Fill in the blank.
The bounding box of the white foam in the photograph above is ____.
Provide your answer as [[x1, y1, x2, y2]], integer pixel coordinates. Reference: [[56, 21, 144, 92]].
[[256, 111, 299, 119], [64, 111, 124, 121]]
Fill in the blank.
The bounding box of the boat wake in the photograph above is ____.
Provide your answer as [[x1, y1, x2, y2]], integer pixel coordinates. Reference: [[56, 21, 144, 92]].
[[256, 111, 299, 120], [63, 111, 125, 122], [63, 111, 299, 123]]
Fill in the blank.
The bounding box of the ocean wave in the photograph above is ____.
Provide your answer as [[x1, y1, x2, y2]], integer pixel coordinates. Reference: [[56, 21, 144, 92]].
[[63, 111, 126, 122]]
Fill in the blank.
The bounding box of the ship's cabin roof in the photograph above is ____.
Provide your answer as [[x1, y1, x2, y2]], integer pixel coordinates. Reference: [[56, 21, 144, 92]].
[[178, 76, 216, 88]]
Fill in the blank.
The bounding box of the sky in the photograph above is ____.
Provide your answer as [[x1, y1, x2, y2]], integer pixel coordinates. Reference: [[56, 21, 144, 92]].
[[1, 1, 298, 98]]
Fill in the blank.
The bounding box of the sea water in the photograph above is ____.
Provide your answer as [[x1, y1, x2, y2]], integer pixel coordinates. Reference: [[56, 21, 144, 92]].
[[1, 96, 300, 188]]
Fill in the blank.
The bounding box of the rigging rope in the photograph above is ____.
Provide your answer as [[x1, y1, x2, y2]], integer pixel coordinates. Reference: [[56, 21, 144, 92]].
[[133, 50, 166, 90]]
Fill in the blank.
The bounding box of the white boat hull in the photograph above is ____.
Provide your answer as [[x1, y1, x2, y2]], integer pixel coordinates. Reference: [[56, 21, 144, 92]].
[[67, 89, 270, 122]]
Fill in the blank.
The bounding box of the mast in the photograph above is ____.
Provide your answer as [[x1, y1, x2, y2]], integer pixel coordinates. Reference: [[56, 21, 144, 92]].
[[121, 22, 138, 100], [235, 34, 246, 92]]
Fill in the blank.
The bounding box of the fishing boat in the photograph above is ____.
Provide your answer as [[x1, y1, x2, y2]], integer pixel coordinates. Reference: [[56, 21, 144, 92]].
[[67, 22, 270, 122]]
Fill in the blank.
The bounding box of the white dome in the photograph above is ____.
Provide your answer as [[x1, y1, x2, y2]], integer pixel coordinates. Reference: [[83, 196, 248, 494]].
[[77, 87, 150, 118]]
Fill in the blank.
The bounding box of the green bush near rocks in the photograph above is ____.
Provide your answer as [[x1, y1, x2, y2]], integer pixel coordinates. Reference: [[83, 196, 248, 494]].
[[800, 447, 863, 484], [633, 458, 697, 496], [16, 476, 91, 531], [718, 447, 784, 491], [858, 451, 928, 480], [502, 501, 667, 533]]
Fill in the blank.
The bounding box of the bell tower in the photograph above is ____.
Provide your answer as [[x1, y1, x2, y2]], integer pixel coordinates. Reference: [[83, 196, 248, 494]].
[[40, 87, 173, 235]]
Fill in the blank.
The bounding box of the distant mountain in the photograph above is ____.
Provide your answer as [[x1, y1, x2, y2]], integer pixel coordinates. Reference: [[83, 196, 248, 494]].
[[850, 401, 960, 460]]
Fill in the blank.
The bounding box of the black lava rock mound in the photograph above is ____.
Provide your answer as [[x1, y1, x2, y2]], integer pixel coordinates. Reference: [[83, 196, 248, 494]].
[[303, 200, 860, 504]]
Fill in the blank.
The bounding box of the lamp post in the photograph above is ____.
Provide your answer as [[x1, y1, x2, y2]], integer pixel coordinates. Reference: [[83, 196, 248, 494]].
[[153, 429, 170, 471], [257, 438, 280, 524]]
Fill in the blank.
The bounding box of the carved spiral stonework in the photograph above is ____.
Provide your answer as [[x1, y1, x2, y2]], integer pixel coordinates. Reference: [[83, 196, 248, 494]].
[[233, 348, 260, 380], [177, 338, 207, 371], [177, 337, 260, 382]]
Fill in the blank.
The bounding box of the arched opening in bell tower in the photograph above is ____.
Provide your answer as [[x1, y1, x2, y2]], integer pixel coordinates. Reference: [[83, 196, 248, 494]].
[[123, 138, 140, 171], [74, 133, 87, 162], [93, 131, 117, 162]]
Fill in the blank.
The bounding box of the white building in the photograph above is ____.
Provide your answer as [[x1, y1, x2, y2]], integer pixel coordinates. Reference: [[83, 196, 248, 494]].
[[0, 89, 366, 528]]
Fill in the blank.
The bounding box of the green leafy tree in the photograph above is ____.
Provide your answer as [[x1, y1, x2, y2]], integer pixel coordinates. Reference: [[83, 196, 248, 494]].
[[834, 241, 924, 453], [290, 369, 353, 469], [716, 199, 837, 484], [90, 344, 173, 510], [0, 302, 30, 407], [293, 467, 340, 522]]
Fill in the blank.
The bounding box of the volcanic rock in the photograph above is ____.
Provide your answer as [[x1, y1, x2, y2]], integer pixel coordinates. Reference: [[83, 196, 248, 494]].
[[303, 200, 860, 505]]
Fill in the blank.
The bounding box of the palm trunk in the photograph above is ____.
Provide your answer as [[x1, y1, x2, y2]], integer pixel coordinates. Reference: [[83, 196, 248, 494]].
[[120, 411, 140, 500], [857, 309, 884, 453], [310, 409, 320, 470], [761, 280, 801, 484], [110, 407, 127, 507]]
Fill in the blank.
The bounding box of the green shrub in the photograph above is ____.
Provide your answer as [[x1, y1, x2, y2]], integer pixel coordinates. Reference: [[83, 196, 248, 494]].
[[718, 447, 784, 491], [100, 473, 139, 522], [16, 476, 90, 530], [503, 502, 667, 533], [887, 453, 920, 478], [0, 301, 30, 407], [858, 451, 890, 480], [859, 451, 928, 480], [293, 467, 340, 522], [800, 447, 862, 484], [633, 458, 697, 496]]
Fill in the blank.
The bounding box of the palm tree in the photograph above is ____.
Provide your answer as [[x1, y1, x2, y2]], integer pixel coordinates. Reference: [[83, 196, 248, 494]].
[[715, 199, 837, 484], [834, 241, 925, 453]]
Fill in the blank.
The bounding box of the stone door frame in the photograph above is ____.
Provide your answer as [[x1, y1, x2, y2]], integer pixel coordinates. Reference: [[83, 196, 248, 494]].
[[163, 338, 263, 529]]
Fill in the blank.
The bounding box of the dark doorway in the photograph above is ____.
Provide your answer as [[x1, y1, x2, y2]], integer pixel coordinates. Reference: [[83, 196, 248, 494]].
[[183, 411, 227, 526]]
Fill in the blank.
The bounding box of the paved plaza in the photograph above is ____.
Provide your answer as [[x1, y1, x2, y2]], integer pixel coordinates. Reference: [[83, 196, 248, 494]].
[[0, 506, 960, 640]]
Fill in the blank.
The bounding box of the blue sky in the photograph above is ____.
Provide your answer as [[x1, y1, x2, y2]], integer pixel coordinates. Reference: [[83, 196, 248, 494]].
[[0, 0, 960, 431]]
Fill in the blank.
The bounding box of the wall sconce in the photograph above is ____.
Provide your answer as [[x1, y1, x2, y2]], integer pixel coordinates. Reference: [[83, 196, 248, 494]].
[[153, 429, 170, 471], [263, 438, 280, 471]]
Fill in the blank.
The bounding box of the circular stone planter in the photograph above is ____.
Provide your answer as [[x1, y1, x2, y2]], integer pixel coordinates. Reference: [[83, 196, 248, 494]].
_____
* What the task asks
Rewrite all of the lines above as a numbered list, leaving out any blank lines.

* Task answer
1. Fill in the blank.
2. The bounding box of the white foam in the photograph above is ____.
3. Provide your answer as [[x1, y1, x2, y2]], integer pixel coordinates. Reference: [[56, 21, 144, 92]].
4. [[256, 111, 299, 119], [64, 111, 124, 121]]
5. Fill in the blank.
6. The bounding box of the boat wake in the photograph above is ____.
7. Provide your answer as [[x1, y1, x2, y2]], integer pixel coordinates. Reference: [[56, 21, 144, 92]].
8. [[256, 111, 299, 120], [63, 111, 125, 122], [63, 111, 299, 123]]
9. Fill in the blank.
10. The bounding box of the ocean wave in the photograph above is ____.
11. Provide your answer as [[x1, y1, x2, y2]], integer pixel coordinates. Reference: [[56, 21, 144, 92]].
12. [[63, 111, 126, 122]]
13. Fill in the blank.
14. The bounding box of the ship's cabin roof in the photograph above is ____.
15. Provide your answer as [[x1, y1, x2, y2]], integer pixel coordinates. Reference: [[56, 21, 144, 92]].
16. [[178, 76, 216, 88]]
17. Fill in the blank.
18. The bounding box of the sky in the photograph above is ____.
19. Provide your answer as [[x1, y1, x2, y2]], integer pixel coordinates. Reference: [[56, 21, 144, 92]].
20. [[1, 1, 298, 98]]
21. Fill in the blank.
22. The bounding box of the sea water in the photograph above is ____.
23. Provide your answer as [[x1, y1, x2, y2]], integer pixel coordinates. Reference: [[56, 21, 144, 92]].
24. [[1, 96, 300, 188]]
25. Fill in the blank.
26. The bounding box of the rigging rope in the photograph above is ____.
27. Provide your answer as [[x1, y1, x2, y2]], integer pixel coordinates. Reference: [[56, 21, 144, 92]].
28. [[133, 50, 166, 90]]
29. Fill in the blank.
30. The bounding box of the white boat hull in the photograph above is ____.
31. Provide your answer as [[x1, y1, x2, y2]], integer pixel coordinates. Reference: [[56, 21, 144, 92]].
32. [[67, 89, 270, 122]]
33. Fill in the blank.
34. The bounding box of the mast in the photograph above is ____.
35. Provide your answer as [[x1, y1, x2, y2]], integer pixel coordinates. Reference: [[56, 21, 144, 92]].
36. [[121, 22, 138, 100], [235, 34, 246, 92]]
37. Fill in the blank.
38. The bounding box of the fishing boat in the photograph above is ____.
39. Provide your answer as [[x1, y1, x2, y2]], integer pixel coordinates. Reference: [[56, 21, 144, 92]].
40. [[67, 22, 270, 122]]
41. Fill in the blank.
42. The bounding box of the white dome in the photograph above is ____.
43. Provide your answer as [[x1, y1, x2, y2]], integer pixel coordinates. Reference: [[83, 196, 248, 494]].
44. [[77, 87, 150, 118]]
45. Fill in the blank.
46. The bounding box of the green bush near rocks in the photograph above is ____.
47. Provide your answer as [[x1, y1, x2, y2]], integer pixel coordinates. Reference: [[83, 196, 248, 494]].
48. [[800, 447, 863, 484], [633, 458, 697, 496], [16, 476, 91, 531], [718, 447, 784, 491], [858, 451, 928, 480], [502, 501, 667, 533]]
49. Fill in the blank.
50. The bounding box of the bell tower in the photograph above is ____.
51. Provide your answer as [[x1, y1, x2, y2]], integer pixel coordinates. Reference: [[83, 196, 248, 494]].
52. [[40, 87, 173, 235]]
53. Fill in the blank.
54. The bounding box of the distant mountain in the photograph above is ____.
55. Provide your answer as [[x1, y1, x2, y2]], integer pixel coordinates. Reference: [[83, 196, 248, 494]].
56. [[850, 401, 960, 460]]
57. Fill in the blank.
58. The bounding box of the black lava rock mound in the photograph above is ____.
59. Provide your answer as [[x1, y1, x2, y2]], integer pixel coordinates. Reference: [[83, 196, 248, 494]].
60. [[303, 200, 860, 504]]
61. Fill in the blank.
62. The bounding box of the lamp post in the photograph above is ____.
63. Provide your answer as [[x1, y1, x2, y2]], integer pixel coordinates. Reference: [[83, 196, 248, 494]].
64. [[153, 429, 170, 471], [257, 438, 280, 524]]
65. Fill in the blank.
66. The bounding box of the carved spiral stonework in the photograph above is ____.
67. Provide your answer as [[x1, y1, x2, y2]], integer pixel coordinates. Reference: [[83, 196, 248, 494]].
68. [[233, 348, 260, 380], [177, 338, 207, 371], [177, 337, 260, 382]]
69. Fill in the blank.
70. The bounding box of the arched opening in bell tower in the photograph above is ____.
71. Provide your answer as [[x1, y1, x2, y2]], integer pixel coordinates. Reference: [[83, 196, 248, 494]].
72. [[123, 138, 140, 171], [74, 133, 87, 162], [93, 131, 117, 162]]
73. Fill in the blank.
74. The bounding box of the white building in the photograph above is ____.
75. Provide your answer as [[x1, y1, x2, y2]], integer pixel coordinates. Reference: [[83, 196, 248, 494]].
76. [[0, 89, 366, 528]]
77. Fill in the blank.
78. The bounding box of the green leafy tree in the photograph above is ____.
79. Provide your answer as [[x1, y1, x2, y2]], integer pixel coordinates. Reference: [[83, 196, 248, 494]].
80. [[834, 241, 924, 453], [290, 369, 353, 469], [716, 199, 837, 484], [90, 344, 173, 510], [0, 302, 30, 407], [293, 467, 340, 522]]
81. Fill in the blank.
82. The bounding box of the volcanic rock in the photograph above is ____.
83. Provide your answer as [[x1, y1, x2, y2]], integer pixel coordinates. Reference: [[83, 196, 248, 494]].
84. [[303, 200, 860, 505]]
85. Fill in the blank.
86. The bounding box of the palm trunk in the photograph above is ____.
87. Provide your answer as [[x1, y1, x2, y2]], integer pixel coordinates. Reference: [[83, 196, 248, 494]].
88. [[120, 411, 140, 500], [857, 309, 884, 453], [310, 409, 320, 470], [761, 280, 801, 484], [110, 407, 127, 507]]
89. Fill in the blank.
90. The bounding box of the green shrub in the photograph above is ____.
91. Provide your answer as [[x1, y1, x2, y2]], integer pixel coordinates. Reference: [[83, 196, 248, 494]].
92. [[718, 447, 784, 491], [100, 473, 139, 522], [16, 476, 90, 530], [503, 502, 667, 533], [887, 453, 920, 478], [0, 301, 30, 407], [858, 451, 890, 480], [859, 451, 928, 480], [293, 467, 340, 522], [800, 447, 862, 484], [633, 458, 697, 496]]
93. Fill in the blank.
94. The bounding box of the palm tree in the photograph above is ____.
95. Provide your answer as [[x1, y1, x2, y2]], integer pixel coordinates. Reference: [[83, 196, 248, 494]].
96. [[715, 199, 837, 484], [834, 241, 925, 453]]
97. Fill in the blank.
98. The bounding box of the stone door frame in the photograph above is ____.
99. Provide your answer as [[x1, y1, x2, y2]], integer pixel coordinates. Reference: [[83, 196, 248, 494]].
100. [[163, 338, 263, 529]]
101. Fill in the blank.
102. The bounding box of the dark doorway in the photograph above is ____.
103. Provide your answer as [[x1, y1, x2, y2]], integer pixel coordinates. Reference: [[83, 196, 248, 494]].
104. [[183, 411, 227, 526]]
105. Fill in the blank.
106. The bounding box of the paved plaza in the photograph above is ____.
107. Provide your answer as [[x1, y1, x2, y2]], integer pixel coordinates. Reference: [[83, 196, 248, 494]].
108. [[0, 506, 960, 640]]
109. Fill in the blank.
110. The bounding box of the blue sky in the photograph above is ____.
111. Provide your answer as [[x1, y1, x2, y2]], integer pixel coordinates. Reference: [[83, 196, 248, 494]].
112. [[0, 0, 960, 431]]
113. Fill in the blank.
114. The bounding box of the wall sconce in the photograph above is ____.
115. Provide your answer as [[x1, y1, x2, y2]], integer pixel coordinates. Reference: [[83, 196, 248, 494]].
116. [[153, 429, 170, 471], [263, 438, 280, 471]]
117. Fill in the blank.
118. The bounding box of the circular stone planter in the photograph above is ____.
119. Provide your answer as [[x1, y1, x2, y2]], integer pixel coordinates. Reference: [[83, 196, 248, 494]].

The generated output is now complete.